### Apply what you read
1) Answer the following from the passage about Yangzom:
(a) What was the name of the new play the narrator was about to rehearse, and at which theater?
(b) Where did Yangzom's family originally come from?
(c) What kind of work did Yangzom's husband do?
2) In the passage about Yangzom, list the qualities the narrator says Yangzom had when she first walked into the apartment.
3) Carry on the passage about Yangzom from the point where it stops.

### Source passage
When our first baby, Anna, was 6 months old, we kept losing our beloved artistic part-time sitters as they inevitably moved on to other jobs, like being the script prompter for Vanessa Redgrave. I looked in vain for someone to babysit while I was in rehearsals. One day, a friend called and said there was an ad in an online Brooklyn parenting forum for a sitter, and it seemed of a different tone altogether from that of the usual. It was positively glowing, and came from a mother who, like me, wrote from home. I was ambivalent about having a full-time sitter. I didn’t have one growing up, and I thought I could cobble together enough babysitting with part-time help, enough time to write a little bit here and there, or to go to auditions here and there when I had a production.

But I was about to be in rehearsals for a new play, The Clean House, at Lincoln Center Theater, that would involve, during previews, eight-hour days of rehearsing, watching the play in front of an audience, and then rewriting into the wee hours. I realized I was being naive about how much babysitting I needed. I had to suck it up, burn Dr. Sears’s guide to attachment parenting, and admit that I needed more help. I called the number from the ad, and I made an appointment to meet with Yangzom. She walked into our apartment, and she made an instant connection with Anna. She had a grounded luminosity, kindness, and calm, and we hired her on the spot.

Yangzom’s family originally came from Tibet. They were an early refugee family to come to New York City from Nepal. Yangzom’s husband did political work for the Tibetan government in exile. Yangzom had a particular gift and an easy way with babies. But as I came to observe her, she seemed to have an easy way with everyone, including me.

Yangzom and I talked a great deal when I was avoiding my writing by making tea. She told me how she carried her baby on her back through the mountains of Tibet, one week after giving birth, to get to Nepal, where she and her family would have political asylum. She told me that her brother was forced to pick flies off excrement as a child in a Chinese labor camp to show that everyone, even children, had to work. Picking flies off excrement caused a cousin in her family to go blind.

Yangzom told me all kinds of stories as we both waited for the tea to boil. At a point, I realized that she was actually giving me dharma in the form of stories. Here is one of her stories:

A man once had four wives. His first wife loved him very much, but he paid no attention to her. The second wife was younger and prettier, and he was always chasing after her, fearful she would find another man. He tried to keep her. The third wife was a very practical woman and gave the husband good advice; he relied on her. The fourth was the youngest, and he loved to pamper her.

When the man was on his deathbed, he asked, “So which one of you will come with me to my death?” He turned to his fourth wife.

She said, “No, I will not, I will find another man after you die.”

### Source material
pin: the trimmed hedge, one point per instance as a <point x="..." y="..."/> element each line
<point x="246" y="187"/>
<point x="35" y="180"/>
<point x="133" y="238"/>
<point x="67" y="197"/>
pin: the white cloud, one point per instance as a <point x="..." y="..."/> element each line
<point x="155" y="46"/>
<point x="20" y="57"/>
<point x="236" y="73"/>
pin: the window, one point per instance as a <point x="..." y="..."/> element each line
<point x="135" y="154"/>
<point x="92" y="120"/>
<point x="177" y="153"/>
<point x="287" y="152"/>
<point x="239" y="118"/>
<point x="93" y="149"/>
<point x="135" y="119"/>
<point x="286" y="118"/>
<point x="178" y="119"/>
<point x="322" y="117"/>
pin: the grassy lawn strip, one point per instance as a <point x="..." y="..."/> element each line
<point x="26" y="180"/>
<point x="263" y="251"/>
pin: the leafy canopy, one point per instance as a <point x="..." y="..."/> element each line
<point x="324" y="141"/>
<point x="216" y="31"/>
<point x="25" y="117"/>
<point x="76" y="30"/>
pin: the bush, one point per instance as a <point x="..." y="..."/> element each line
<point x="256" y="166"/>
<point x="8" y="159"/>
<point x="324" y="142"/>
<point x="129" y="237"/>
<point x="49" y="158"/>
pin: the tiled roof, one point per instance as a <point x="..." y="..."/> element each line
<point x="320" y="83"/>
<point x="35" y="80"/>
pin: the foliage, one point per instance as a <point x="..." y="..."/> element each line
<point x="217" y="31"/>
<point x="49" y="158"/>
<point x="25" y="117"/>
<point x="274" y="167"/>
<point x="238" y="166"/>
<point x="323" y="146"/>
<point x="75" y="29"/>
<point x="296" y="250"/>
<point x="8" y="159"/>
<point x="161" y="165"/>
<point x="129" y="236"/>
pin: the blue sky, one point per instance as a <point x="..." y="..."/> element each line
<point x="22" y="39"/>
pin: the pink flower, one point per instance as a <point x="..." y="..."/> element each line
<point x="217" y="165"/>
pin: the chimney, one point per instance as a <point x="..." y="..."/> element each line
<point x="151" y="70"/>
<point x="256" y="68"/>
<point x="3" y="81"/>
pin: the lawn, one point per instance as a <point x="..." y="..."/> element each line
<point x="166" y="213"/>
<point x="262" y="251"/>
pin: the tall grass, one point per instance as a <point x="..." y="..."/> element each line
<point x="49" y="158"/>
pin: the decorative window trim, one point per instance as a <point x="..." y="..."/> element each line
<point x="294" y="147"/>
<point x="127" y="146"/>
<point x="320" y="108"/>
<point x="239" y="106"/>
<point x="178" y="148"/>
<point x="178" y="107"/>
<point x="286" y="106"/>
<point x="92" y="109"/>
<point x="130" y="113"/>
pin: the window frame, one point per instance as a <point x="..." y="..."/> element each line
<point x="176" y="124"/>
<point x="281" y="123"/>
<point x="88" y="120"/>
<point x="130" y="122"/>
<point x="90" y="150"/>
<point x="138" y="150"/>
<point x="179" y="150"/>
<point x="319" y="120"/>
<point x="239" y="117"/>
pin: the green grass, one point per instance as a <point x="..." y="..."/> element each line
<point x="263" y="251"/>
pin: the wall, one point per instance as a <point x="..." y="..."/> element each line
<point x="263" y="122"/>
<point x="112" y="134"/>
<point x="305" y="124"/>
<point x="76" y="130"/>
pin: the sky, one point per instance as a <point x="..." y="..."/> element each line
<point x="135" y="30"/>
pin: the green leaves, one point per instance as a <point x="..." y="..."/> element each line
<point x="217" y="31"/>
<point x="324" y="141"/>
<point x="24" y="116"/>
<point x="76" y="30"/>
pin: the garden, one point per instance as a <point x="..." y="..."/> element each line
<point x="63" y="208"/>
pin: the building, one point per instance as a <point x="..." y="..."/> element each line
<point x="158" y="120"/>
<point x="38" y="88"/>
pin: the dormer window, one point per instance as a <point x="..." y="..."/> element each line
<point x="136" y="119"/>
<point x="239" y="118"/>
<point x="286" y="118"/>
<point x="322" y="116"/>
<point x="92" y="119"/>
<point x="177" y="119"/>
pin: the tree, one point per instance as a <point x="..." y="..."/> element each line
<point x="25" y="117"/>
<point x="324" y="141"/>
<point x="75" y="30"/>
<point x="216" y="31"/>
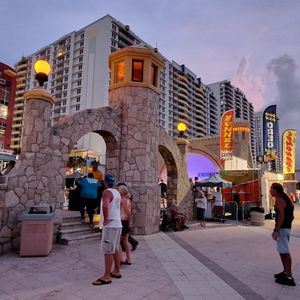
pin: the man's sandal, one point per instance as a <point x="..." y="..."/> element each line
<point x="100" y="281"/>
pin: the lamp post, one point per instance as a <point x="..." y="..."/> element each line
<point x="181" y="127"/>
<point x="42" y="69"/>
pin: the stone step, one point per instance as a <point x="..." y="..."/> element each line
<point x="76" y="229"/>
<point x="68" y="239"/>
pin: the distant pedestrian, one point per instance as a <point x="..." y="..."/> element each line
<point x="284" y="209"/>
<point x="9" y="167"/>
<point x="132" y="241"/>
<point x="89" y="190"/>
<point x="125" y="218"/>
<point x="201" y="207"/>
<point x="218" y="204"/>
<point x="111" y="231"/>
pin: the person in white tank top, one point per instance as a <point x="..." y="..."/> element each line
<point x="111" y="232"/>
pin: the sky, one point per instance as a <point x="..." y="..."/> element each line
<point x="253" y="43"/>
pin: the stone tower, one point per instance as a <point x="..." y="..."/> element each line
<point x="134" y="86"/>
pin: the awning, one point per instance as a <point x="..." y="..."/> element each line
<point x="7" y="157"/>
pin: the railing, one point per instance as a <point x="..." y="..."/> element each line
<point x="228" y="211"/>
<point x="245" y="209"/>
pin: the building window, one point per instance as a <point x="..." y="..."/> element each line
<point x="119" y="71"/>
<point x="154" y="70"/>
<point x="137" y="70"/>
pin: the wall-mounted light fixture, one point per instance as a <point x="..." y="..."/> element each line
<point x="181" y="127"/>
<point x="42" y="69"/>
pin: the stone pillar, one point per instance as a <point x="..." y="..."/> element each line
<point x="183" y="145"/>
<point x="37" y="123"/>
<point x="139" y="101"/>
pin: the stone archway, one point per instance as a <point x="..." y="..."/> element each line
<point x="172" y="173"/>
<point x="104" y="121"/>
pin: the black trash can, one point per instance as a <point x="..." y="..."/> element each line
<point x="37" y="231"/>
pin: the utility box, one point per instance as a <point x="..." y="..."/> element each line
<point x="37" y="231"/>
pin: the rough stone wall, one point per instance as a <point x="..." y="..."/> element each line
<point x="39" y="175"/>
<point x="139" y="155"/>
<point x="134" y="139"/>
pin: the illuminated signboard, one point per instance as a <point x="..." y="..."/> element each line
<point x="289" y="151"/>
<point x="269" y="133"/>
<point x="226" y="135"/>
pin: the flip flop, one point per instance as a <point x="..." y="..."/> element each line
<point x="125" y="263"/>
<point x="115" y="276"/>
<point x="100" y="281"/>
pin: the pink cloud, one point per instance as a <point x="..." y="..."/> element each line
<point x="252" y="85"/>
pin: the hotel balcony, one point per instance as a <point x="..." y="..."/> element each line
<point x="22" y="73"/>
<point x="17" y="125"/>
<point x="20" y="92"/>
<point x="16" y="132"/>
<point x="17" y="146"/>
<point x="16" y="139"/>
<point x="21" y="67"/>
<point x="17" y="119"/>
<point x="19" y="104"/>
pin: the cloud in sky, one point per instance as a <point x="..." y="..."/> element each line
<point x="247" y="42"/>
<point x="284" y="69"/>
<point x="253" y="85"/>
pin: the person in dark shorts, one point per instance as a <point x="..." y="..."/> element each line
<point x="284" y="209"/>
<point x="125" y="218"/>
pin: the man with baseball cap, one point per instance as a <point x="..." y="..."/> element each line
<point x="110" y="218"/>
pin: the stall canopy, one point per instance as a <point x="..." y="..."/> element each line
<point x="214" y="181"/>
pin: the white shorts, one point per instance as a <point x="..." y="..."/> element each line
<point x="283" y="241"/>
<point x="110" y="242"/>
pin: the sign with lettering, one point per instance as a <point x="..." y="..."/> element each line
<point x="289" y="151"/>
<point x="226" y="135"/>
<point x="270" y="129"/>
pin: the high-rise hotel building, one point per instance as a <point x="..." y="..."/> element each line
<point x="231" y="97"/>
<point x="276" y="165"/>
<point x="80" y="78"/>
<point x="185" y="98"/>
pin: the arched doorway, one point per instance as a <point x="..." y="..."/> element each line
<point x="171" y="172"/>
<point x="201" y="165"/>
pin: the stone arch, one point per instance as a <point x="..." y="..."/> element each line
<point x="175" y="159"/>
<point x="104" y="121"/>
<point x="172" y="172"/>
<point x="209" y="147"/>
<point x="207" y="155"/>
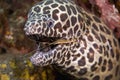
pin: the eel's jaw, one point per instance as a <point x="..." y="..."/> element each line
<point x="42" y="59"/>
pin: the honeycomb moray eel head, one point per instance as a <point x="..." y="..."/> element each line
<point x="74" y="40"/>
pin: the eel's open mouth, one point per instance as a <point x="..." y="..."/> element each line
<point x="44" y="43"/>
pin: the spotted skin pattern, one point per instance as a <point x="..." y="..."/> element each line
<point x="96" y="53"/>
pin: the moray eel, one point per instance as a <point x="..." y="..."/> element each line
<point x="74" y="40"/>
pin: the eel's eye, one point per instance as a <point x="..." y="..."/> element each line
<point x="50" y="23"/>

### Answers
1)
(a) The play was The Clean House, at Lincoln Center Theater.
(b) Yangzom's family originally came from Tibet.
(c) He did political work for the Tibetan government in exile.

2)
- grounded luminosity
- kindness
- calm

3)
So he asked the third wife, the practical one. “Will you go with me to death?”

“No, no one can go with you to death,” she said.

So he asked his second wife, the pretty one, and she said, “No, I’m busy, find someone else.”

Finally, he asked his first wife, his loyal wife, and she said: “I will go with you.” His wives are: fourth wife, his body; third wife, his family; second wife, his possessions. But his first wife is what you might call his soul. Only his soul can come with him after death.

I loved this story and memorized it. There is, perhaps, a certain natural reserve that comes when someone is working for your family. But when you have twins, and must work together to keep two babies healthy, much of that reserve disappears. I would often breastfeed one baby while Yangzom bottle-fed the other. She would hold William up to the nebulizer to help him breathe (his lungs weren’t quite developed enough in the first few months of his life) while I would breastfeed Hope. And then we’d switch. In this switching of a baby from breast to bottle and back again, and during the long talks about Buddhism, Yangzom became family.

***


Y
angzom knew how to make food out of seemingly nothing—a little water and flour, and poof, there was delicious bread. If there was nothing in the cupboard but a little rice, she could concoct a delicious soup. She knew how to stretch resources, turn one thing into another thing, a kind of alchemy. I remember watching one time as she saved a card for a perfume ad that was inserted in a glossy magazine; she and her friends put on the perfume from the card when they were dressing up for a teaching with the Dalai Lama. I watched as she, her sister, and friends dressed in their traditional chupas to go hear His Holiness teach at Radio City Music Hall. Their excitement was palpable. I decided I had better buy a ticket to go see His Holiness the Dalai Lama too. I took little Anna with me when she was a toddler, because, well, I had no babysitter—Yangzom was already there. Anna ran up and down the fancy stairs at Radio City Music Hall, and we heard the Dalai Lama dispense wisdom to his countrymen and -women in exile, and to the rest of us, who hoped to learn about compassion.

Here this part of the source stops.